━━ GIVEN TEXT ━━

Storage has always used architectures that split large amounts of something into smaller segments.
There are disks, drives, partitions, physical and logical volumes, and logical unit numbers (LUNs). Each represents a way to break big chunks of storage into bite-size pieces. Similarly in networking, the different areas of the network can be divided into sections as a sensible security strategy. This provides a great way of protecting data and storage systems from attack. If the bad actors get in one door, they may be able to do damage in that area, but they now have to break down further doors to access more data or systems.
Here are some of the top trends in network segmentation:
1. The promise of lift and shift sours
Many companies moved to the cloud on the premise that costs would be cheaper. They engaged consulting companies or partners to help them lift their existing applications and shift their applications, systems, storage, and backup systems to the cloud.
But doing the same exact thing from a different location doesn’t always have the tangible benefits that users hoped for, said Mike Bushong, group VP, cloud-ready data center, Juniper Networks.

━━━
━━ DATA SEGMENT ━━

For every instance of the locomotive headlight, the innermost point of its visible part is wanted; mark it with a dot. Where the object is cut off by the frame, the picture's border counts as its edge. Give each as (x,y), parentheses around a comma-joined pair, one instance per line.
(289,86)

━━━

# [EXERCISE DESCRIPTION]
Condense the paragraph beginning "There are disks, drives, partitions" from the network segmentation text into a short bulleted list that keeps its main facts.

# [EXPECTED OUTPUT]
- Storage is split into smaller pieces through disks, drives, partitions, physical and logical volumes, and logical unit numbers (LUNs).
- In networking, dividing the network into sections is a sensible security strategy.
- This segmentation protects data and storage systems from attack.
- Attackers who get through one door may cause damage in that area, but must break down further doors to reach more data or systems.